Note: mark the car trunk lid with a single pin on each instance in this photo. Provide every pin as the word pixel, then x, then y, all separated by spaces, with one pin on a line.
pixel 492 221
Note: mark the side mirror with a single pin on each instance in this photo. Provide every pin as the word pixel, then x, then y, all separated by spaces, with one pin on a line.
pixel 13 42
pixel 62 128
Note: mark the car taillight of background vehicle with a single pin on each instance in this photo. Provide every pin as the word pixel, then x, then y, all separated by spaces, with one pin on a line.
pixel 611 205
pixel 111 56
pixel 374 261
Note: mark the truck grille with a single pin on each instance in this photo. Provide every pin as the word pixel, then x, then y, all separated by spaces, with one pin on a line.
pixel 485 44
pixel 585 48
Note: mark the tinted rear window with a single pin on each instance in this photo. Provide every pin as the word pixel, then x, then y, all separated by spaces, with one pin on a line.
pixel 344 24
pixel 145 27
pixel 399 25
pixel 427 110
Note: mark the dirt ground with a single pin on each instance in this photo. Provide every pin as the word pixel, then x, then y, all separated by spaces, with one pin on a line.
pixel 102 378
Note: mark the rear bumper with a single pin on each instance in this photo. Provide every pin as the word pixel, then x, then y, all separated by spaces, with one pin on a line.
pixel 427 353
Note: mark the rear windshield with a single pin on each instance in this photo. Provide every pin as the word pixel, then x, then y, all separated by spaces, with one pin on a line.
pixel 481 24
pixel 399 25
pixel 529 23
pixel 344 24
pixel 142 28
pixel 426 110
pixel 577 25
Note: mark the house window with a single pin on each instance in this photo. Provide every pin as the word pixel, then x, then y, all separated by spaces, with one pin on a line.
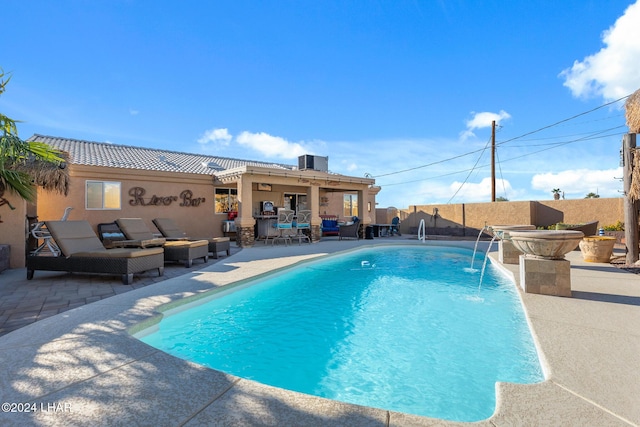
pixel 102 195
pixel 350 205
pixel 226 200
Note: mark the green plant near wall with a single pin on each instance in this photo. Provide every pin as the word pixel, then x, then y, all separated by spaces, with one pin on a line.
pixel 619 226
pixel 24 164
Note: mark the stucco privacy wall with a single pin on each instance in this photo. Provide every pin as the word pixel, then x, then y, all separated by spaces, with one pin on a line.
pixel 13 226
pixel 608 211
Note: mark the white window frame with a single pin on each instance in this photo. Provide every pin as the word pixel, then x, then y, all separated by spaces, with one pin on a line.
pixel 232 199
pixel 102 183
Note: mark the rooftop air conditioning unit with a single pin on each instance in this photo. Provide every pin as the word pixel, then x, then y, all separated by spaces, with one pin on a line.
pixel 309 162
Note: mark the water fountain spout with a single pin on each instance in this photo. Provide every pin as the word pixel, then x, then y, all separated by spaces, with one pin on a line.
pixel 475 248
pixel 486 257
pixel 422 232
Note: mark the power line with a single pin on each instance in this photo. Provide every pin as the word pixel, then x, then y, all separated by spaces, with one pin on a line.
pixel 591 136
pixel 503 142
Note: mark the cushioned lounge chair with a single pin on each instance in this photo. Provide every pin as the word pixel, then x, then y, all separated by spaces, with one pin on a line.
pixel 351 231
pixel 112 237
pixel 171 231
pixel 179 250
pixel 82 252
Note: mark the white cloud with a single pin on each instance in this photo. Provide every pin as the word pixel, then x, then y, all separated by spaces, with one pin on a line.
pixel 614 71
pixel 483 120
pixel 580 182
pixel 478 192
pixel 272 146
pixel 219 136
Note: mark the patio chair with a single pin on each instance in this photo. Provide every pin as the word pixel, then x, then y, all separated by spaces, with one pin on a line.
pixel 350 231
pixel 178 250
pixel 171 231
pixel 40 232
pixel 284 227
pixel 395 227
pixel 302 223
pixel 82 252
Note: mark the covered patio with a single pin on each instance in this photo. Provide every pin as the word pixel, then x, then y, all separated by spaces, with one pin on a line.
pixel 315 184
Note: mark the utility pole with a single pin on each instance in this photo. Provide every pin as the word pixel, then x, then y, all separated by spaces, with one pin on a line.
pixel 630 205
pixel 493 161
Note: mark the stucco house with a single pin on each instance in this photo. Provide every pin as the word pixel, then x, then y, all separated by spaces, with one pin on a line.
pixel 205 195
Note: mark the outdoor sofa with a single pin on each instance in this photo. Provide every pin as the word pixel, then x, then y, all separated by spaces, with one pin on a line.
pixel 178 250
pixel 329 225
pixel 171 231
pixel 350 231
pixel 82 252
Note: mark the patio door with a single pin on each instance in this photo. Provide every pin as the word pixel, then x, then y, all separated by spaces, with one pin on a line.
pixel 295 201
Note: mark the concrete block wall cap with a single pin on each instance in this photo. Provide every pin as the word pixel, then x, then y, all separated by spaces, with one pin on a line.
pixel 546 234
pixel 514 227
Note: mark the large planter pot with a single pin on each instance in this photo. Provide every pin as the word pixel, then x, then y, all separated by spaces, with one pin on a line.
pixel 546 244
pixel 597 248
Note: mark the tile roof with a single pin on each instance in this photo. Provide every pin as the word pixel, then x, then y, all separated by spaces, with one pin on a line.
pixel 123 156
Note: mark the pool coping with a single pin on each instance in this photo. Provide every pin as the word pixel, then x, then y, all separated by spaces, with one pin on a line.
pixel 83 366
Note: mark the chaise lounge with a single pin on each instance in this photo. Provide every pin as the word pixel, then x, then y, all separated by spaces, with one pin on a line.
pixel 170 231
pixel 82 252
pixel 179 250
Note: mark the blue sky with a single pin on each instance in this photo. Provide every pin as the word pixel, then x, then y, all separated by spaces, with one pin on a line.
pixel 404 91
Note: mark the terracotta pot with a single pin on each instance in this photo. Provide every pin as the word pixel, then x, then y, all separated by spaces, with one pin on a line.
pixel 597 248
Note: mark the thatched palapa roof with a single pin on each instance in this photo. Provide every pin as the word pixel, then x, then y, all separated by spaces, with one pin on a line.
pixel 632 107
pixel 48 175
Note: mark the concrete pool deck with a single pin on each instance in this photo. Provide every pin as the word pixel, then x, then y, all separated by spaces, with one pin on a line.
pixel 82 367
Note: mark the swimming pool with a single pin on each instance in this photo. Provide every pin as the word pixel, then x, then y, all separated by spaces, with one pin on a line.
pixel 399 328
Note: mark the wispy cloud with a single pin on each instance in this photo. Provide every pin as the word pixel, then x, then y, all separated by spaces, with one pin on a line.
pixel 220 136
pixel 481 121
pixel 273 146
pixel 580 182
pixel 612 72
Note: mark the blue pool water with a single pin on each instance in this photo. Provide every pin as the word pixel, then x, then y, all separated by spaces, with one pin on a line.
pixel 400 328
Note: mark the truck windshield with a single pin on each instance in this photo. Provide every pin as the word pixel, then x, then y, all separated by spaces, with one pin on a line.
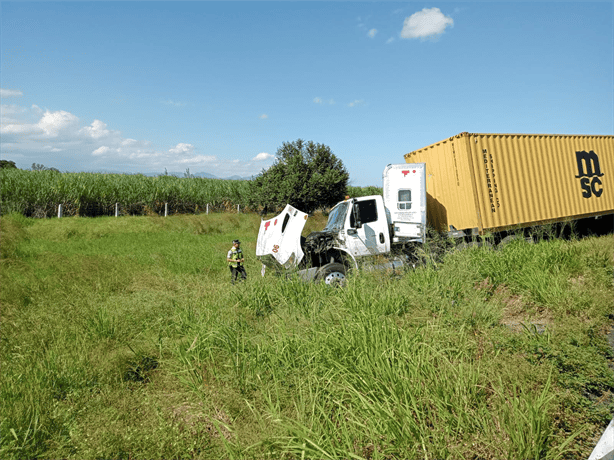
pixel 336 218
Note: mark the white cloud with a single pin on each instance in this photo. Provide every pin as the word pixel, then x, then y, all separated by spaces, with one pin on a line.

• [Exercise brief]:
Please repeat everything in the data above except the pictures, exactly as it reads.

• [Solved problem]:
Note: mark the car trunk lid with a single pin on each instance in this photo. Provide every pin as the word pixel, then x, then y, all separated by spaces, with one pin on a line.
pixel 492 221
Note: mark the side mirror with a single pin on each instance in this photo. Provide every pin as the word pixel, then x, then y, all separated by spaces, with one pin on a line.
pixel 13 42
pixel 62 128
Note: mark the car taillight of background vehicle with a single pin on each instance in this photo. Provide every pin as the word pixel, then x, then y, all separated by spaces, with one pin on a line.
pixel 611 205
pixel 111 56
pixel 374 261
Note: mark the truck grille with a single pin on each instance in this photo. Provide every pin as the word pixel, then x, then y, all separated by spaces, with one pin on a line.
pixel 485 44
pixel 585 48
Note: mark the tinted rear window with a single pin on each instance in this photo. Provide every pin as the word pixel, then x, then y, all separated by spaces, with one pin on a line.
pixel 344 24
pixel 145 27
pixel 399 25
pixel 427 110
Note: mark the dirt ground with a single pin on each instance in this photo. Provide every pin as the word pixel, then x, then y, all separated by spaces, with one pin on a line.
pixel 102 378
Note: mark the rear bumper with a single pin on each instance in this photo. Provide every pin as the word pixel, then x, then y, all separated by spaces, with one pin on a line.
pixel 427 353
Note: mark the rear windshield with a single pin on each instance in this photo. Provide every pin as the word pixel, then x, then y, all separated by spaces, with one pin on a line.
pixel 481 24
pixel 399 25
pixel 529 23
pixel 344 24
pixel 142 28
pixel 426 110
pixel 577 25
Note: mark the house window with a single pin on each instance in this photo. Provide every pin as the word pixel, then x, then y, all separated by spaces, with one pin on a line.
pixel 102 195
pixel 350 205
pixel 226 200
Note: mark the green plant near wall with a single pin on each instance in this photo. Provide every pin as the word pixel, then x, then y, all separated by spaces, with one pin on a line.
pixel 619 226
pixel 24 164
Note: mark the stucco privacy wall with a single pin on each instance in this photo. Provide every pin as the word pixel, then x, then y, all separated by spaces, with one pin on a line.
pixel 13 226
pixel 608 211
Note: mark the white window frame with a single pin on each instance in this photo. Provide every pin as the word pixel, then x, then y, all separated by spaces, with one pin on a line.
pixel 232 199
pixel 102 183
Note: mark the rooftop air conditioning unit with a single pin on each instance in this photo. Provide every pin as the word pixel, then x, then y, all separated by spaces, with one pin on a line.
pixel 309 162
Note: mark the water fountain spout with a single pin on each instance in this photo. Provide every pin as the word pixel, then x, then y, all separated by spaces, with one pin on a line.
pixel 475 248
pixel 486 257
pixel 422 232
Note: mark the power line with a single pin on each instance in this photo. Provide every pin as the word pixel, then x, then y, all separated by spaces, with one pin on a line.
pixel 591 136
pixel 503 142
Note: mark the cushioned lounge chair with a single pin on each instance in this photo. Provide every pin as the word pixel, then x, then y, all separated by spaces, with one pin on a line.
pixel 351 231
pixel 112 237
pixel 171 231
pixel 179 250
pixel 82 252
Note: mark the white cloud with a single pin on each instance in this photo. Provide every pin as the word pixel, then x, then y, all separated by spaces, with one pin on a line.
pixel 614 71
pixel 483 120
pixel 580 182
pixel 478 192
pixel 272 146
pixel 219 136
Note: mark the patio chair with a single pin on each instance in this photo. Provide every pin as the word pixel, then x, then y, all separated by spaces, with one pin on a line.
pixel 350 231
pixel 178 250
pixel 171 231
pixel 40 232
pixel 284 227
pixel 395 227
pixel 302 223
pixel 82 252
Note: mark the covered patio with a single pin on each instance in this photo. Provide every pin as the word pixel, then x, then y, all separated by spaces, with one pin on a line.
pixel 315 184
Note: mark the utility pole with a single pin on each instance in this photo. Provide every pin as the word pixel, then x, then y, all separated by spaces, with one pin on a line.
pixel 630 205
pixel 493 161
Note: mark the stucco house with a single pin on each instance in this photo. Provide every pin as the word pixel, then x, then y, all separated by spaces, with one pin on a line.
pixel 205 195
Note: mark the outdoor sofa with a single pin on each instance in this photo. Provide every pin as the word pixel, then x, then y, all separated by spaces, with one pin on a line.
pixel 178 250
pixel 329 225
pixel 171 231
pixel 350 231
pixel 82 252
Note: mark the patio door with a single pin on each instance in this photo. Provide every pin as the word pixel, then x, then y, all separated by spaces, with one pin on a line.
pixel 295 201
Note: mark the concrete block wall cap with a single pin on each instance in this photo. Provide every pin as the word pixel, then x, then y, all separated by spaces, with one pin on a line.
pixel 546 234
pixel 514 227
Note: mark the large planter pot with a single pin on each instance in this photo. Provide every pin as the word pixel, then x, then y, all separated by spaces, with one pin on a line.
pixel 546 244
pixel 597 248
Note: mark the tile roof with a single pin on each instance in this photo. Provide every pin as the word pixel, then x, then y, all separated by spaces, with one pin on a line.
pixel 123 156
Note: mark the pool coping with a single pin on each instance in this photo. Provide every pin as the word pixel, then x, then y, all separated by spaces, with one pin on a line.
pixel 83 366
Note: mark the chaise lounge with a single pin on each instance in this photo. Provide every pin as the word pixel, then x, then y, all separated by spaces, with one pin on a line.
pixel 170 231
pixel 82 252
pixel 179 250
Note: mark the blue sky with a single pin on each instance in this photo. Provide every pin as the word pixel, then x, then y, all separated by spaces, with one pin on a line.
pixel 404 91
Note: mark the terracotta pot with a single pin on each instance in this photo. Provide every pin as the word pixel, then x, then y, all separated by spaces, with one pin on a line.
pixel 597 248
Note: mark the thatched palapa roof with a single pin on each instance in this photo. Provide every pin as the word pixel, then x, then y, all separated by spaces, with one pin on a line.
pixel 632 107
pixel 48 175
Note: mark the concrete pool deck with a single pin on each instance in this photo. Provide every pin as the word pixel, then x, then y, all separated by spaces, with one pin on a line.
pixel 82 367
Note: mark the swimming pool with a single pin on each instance in this photo. Provide every pin as the word pixel, then x, then y, all separated by spaces, with one pin on a line.
pixel 399 328
Note: mark the wispy cloud with a single pin on each instance in this photo. Provide every pin as the word pixel, then x, then y, all separated by spaces, with one pin on a line.
pixel 220 136
pixel 481 121
pixel 273 146
pixel 580 182
pixel 612 72
Note: mark the blue pool water with a single pin on each instance in this photo. Provide every pin as the word pixel, then x, then y, all separated by spaces, with one pin on a line.
pixel 400 328
Note: mark the truck windshield with a single pin on each instance in this photo. Provide every pin as the word pixel, then x, then y, all separated by spaces, with one pin on a line.
pixel 336 218
Note: mark the white cloud with a single pin on each instance in this photo. Provide every pin as the word pixel, then x, then y, all separated by spaces, with one pin on a line.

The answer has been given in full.